◆ **Your assignment**
Look through the data below and extract, unchanged, the lines from the one that contains "Target: pink flower bud cluster" to the one that contains "Target: flat-topped flower head", both included.

Items from a dataset:
───

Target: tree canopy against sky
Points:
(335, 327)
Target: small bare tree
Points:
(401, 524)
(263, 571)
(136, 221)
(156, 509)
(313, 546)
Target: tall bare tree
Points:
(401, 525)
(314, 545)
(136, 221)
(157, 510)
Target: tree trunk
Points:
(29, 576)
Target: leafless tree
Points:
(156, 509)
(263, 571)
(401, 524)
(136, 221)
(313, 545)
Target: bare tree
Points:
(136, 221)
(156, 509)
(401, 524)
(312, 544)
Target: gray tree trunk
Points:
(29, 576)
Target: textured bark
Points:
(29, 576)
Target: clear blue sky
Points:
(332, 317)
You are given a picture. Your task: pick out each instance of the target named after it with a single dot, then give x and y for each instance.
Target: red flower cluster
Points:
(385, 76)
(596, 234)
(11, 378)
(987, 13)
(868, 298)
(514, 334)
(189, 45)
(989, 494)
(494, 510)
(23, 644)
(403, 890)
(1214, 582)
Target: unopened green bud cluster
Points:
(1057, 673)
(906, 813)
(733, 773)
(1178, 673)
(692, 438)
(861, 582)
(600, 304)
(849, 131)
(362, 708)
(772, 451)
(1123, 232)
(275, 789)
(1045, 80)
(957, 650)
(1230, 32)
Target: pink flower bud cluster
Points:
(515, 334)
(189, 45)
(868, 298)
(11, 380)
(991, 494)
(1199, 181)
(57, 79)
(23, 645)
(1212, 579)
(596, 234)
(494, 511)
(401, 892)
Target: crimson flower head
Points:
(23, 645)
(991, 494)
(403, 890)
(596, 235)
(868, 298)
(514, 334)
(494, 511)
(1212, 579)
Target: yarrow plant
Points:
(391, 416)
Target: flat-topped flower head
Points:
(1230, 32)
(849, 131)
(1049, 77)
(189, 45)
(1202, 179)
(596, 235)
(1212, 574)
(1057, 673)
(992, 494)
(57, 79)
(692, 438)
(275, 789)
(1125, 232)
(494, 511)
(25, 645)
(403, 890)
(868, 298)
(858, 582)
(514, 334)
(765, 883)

───

◆ **Result of the task**
Target: pink flower bud cluster
Points:
(515, 334)
(189, 45)
(868, 298)
(11, 380)
(991, 494)
(1199, 181)
(57, 79)
(23, 645)
(1212, 579)
(596, 234)
(494, 511)
(401, 892)
Target: crimson flower head
Points:
(23, 645)
(991, 494)
(403, 890)
(596, 235)
(868, 298)
(514, 334)
(494, 511)
(1212, 579)
Target: yarrow plant
Points:
(391, 416)
Target: flat-topped flower head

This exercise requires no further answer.